Given exercise =>
Reproduce the passage on Africa's economic potential word for word, from its opening question to its final sentence.

So, what does it take to unlock Africa’s economic potential?
“We face unique challenges and opportunities, often driven by geology and the maturity of the industries,” Hirstius said. “Some of these challenges include the lack of infrastructure, security issues, unstable fiscal and regulatory environments, and limited access to energy. It will take a long-term vision for each country and long-term partnerships between the industry and government built on trust and commitment, and these will be critical elements for success.”
Hirstius said Shell believes strongly in partnerships and that everyone has a role to play. She said the role of government is to create an enabling environment that encourages the industry to invest. “This includes developing and communicating a clear energy strategy; creating a strong, effective, and predictable regulatory and fiscal environment that respects the sanctity of governance and contracts; and provides a secure operating environment,” she said. “And lastly, embedding transparent and clean business practices.
“For industry, it is to deliver its part by conducting activities in a sustainable manner, which means being safe and environmentally and socially responsible,” she continued. “Companies should build local capabilities and capacity, develop local value chains to maximize competitive opportunities for local economies, and, of course, promote innovation and technology. Shell strongly believes that building local capacity and capability is key for helping Africa to achieve its full potential.”

[Records of labeled points]
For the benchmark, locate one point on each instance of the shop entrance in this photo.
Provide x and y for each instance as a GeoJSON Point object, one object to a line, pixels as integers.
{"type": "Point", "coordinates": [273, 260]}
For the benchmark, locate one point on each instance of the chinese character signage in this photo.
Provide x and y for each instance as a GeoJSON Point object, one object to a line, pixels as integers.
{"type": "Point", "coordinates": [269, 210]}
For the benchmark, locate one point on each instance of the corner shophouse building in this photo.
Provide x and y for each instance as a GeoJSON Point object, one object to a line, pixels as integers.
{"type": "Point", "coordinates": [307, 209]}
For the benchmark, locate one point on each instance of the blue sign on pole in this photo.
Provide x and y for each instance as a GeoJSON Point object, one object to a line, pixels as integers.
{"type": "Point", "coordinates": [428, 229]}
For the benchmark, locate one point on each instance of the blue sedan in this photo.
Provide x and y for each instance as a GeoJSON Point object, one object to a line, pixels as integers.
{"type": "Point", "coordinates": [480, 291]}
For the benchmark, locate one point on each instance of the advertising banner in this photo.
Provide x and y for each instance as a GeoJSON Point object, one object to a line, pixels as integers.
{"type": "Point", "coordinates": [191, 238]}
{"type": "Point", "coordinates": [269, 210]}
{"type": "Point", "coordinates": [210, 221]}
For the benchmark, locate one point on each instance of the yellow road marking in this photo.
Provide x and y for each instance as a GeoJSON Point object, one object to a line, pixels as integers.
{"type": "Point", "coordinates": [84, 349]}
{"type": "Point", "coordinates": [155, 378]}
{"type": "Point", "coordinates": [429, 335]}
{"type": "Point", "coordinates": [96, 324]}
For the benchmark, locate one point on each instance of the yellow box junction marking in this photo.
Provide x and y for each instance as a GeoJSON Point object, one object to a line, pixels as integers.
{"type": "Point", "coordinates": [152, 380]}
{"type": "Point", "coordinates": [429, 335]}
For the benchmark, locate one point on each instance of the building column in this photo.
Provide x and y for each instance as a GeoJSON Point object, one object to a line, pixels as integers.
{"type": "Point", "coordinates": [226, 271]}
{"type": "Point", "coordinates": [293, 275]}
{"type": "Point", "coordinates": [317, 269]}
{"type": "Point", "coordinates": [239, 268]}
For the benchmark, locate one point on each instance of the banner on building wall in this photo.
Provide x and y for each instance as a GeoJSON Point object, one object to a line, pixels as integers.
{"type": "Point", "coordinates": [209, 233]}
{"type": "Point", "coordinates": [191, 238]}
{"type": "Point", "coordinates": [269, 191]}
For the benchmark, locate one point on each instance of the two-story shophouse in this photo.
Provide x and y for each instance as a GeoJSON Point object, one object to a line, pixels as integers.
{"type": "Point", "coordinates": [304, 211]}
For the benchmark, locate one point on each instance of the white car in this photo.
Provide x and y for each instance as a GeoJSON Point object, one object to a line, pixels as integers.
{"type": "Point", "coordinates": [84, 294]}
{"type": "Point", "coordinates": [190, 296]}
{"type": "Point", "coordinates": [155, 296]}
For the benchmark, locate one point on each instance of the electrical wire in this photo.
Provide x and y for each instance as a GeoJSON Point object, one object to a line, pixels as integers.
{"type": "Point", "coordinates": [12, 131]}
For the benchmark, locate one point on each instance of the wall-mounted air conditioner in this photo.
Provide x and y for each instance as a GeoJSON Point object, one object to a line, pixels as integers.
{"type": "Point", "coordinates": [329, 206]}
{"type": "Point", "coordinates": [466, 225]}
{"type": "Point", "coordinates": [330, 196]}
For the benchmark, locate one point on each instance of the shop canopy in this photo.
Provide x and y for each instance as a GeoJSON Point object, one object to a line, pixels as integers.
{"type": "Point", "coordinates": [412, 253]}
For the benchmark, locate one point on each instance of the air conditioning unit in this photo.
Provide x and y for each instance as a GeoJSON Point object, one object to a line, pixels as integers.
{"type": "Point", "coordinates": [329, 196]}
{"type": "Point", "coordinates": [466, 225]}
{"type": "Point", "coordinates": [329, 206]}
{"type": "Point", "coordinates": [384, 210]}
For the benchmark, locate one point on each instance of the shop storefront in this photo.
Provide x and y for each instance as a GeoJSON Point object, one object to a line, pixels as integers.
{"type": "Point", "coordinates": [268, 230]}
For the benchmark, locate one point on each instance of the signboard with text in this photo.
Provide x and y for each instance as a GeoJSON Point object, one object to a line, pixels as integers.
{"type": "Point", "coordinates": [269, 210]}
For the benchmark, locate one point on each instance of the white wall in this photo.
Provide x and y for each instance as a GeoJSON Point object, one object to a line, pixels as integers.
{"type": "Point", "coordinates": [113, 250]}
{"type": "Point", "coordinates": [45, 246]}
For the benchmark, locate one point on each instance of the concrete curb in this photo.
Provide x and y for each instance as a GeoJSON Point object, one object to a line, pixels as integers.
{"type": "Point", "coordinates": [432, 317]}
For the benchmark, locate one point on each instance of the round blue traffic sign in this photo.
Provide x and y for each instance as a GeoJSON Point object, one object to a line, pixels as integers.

Correct answer =>
So, what does it take to unlock Africa’s economic potential?
“We face unique challenges and opportunities, often driven by geology and the maturity of the industries,” Hirstius said. “Some of these challenges include the lack of infrastructure, security issues, unstable fiscal and regulatory environments, and limited access to energy. It will take a long-term vision for each country and long-term partnerships between the industry and government built on trust and commitment, and these will be critical elements for success.”
Hirstius said Shell believes strongly in partnerships and that everyone has a role to play. She said the role of government is to create an enabling environment that encourages the industry to invest. “This includes developing and communicating a clear energy strategy; creating a strong, effective, and predictable regulatory and fiscal environment that respects the sanctity of governance and contracts; and provides a secure operating environment,” she said. “And lastly, embedding transparent and clean business practices.
“For industry, it is to deliver its part by conducting activities in a sustainable manner, which means being safe and environmentally and socially responsible,” she continued. “Companies should build local capabilities and capacity, develop local value chains to maximize competitive opportunities for local economies, and, of course, promote innovation and technology. Shell strongly believes that building local capacity and capability is key for helping Africa to achieve its full potential.”